CHECK YOUR UNDERSTANDING:
1. In the passage on the abused child, what three things does the child finally get rescued from? List all of them.
2. Where does the child go from the peds ward, according to the passage on the abused child?
3. Set down, word for word, the stretch of the passage on the abused child from "So the suffering" through "taking abuse from.".

SOURCE TEXT:
Content starts

"How dare you take my child away from me! I brought her to you so you could help her. I trusted you!"
So screams the mother whose badly abused child goes from the peds ward into Child Protective Services.
But the fact is, the pain and outrage the mother is feeling in the hospital lobby are pain and outrage that have already been visited on her. The medical staff didn't cause the pain. What caused it was her decision to shack up with a pathetic excuse for a man who has to prove his manliness by hitting women and little children. What caused it was all of his "issues."
So the suffering is not just now erupting. It was already there. It was just dormant, waiting to take concrete form. Which it did when her child finally got rescued from her, from her bad decisions, and from the man she's probably going to keep taking abuse from.
Of course, when the already inflicted suffering of the broken home moves out of its latent state and becomes a vivid, palpable reality, everybody involved feels the agony, acutely. But the cause of the suffering is not new. The suffering has already been caused. Now, we're just forced to experience it. The kid simply couldn't stay in that home.

Content ends

Dataset entries
Content starts

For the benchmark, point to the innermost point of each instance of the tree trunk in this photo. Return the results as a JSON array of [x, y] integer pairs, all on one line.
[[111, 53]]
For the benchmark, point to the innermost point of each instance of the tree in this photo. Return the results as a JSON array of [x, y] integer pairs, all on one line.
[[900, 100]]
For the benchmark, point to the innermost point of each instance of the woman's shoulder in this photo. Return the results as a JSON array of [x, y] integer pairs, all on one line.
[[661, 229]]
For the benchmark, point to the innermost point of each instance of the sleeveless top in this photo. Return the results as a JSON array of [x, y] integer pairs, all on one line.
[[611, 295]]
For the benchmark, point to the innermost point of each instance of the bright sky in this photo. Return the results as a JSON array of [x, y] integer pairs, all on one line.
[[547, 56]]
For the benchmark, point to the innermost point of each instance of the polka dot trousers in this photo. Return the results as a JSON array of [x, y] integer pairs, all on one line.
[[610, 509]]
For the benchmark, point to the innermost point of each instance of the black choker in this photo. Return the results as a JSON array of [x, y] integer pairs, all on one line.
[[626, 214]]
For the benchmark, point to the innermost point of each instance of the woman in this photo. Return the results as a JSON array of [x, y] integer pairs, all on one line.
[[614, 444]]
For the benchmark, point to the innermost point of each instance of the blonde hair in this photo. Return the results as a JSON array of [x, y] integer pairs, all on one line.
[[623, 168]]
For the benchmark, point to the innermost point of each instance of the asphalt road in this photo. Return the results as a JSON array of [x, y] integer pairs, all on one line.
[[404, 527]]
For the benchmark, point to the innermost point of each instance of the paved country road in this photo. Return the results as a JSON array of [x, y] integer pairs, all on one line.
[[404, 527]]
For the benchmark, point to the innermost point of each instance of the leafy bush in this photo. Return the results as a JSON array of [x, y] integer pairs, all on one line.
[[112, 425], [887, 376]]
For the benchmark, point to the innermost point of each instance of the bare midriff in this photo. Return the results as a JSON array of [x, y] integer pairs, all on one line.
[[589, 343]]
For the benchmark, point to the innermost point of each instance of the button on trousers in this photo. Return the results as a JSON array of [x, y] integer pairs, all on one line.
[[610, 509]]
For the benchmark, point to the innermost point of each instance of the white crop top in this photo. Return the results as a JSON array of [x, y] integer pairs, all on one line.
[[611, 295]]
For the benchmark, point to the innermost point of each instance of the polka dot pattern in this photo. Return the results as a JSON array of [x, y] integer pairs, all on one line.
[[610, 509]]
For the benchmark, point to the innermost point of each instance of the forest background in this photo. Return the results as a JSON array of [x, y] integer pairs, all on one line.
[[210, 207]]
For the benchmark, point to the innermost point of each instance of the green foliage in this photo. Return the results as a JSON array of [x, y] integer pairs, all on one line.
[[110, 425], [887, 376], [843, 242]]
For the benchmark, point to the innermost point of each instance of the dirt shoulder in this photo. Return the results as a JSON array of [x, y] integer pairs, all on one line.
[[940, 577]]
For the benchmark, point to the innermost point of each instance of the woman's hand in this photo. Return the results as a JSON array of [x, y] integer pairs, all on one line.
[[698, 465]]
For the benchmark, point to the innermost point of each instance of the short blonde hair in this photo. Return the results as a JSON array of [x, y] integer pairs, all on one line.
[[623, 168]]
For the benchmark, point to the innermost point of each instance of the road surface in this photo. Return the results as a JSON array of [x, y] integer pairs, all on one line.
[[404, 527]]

Content ends

SOLUTIONS PER TASK:
1.
- Her mother
- Her mother's bad decisions
- The man her mother is probably going to keep taking abuse from

2. Into Child Protective Services.

3.
So the suffering is not just now erupting. It was already there. It was just dormant, waiting to take concrete form. Which it did when her child finally got rescued from her, from her bad decisions, and from the man she's probably going to keep taking abuse from.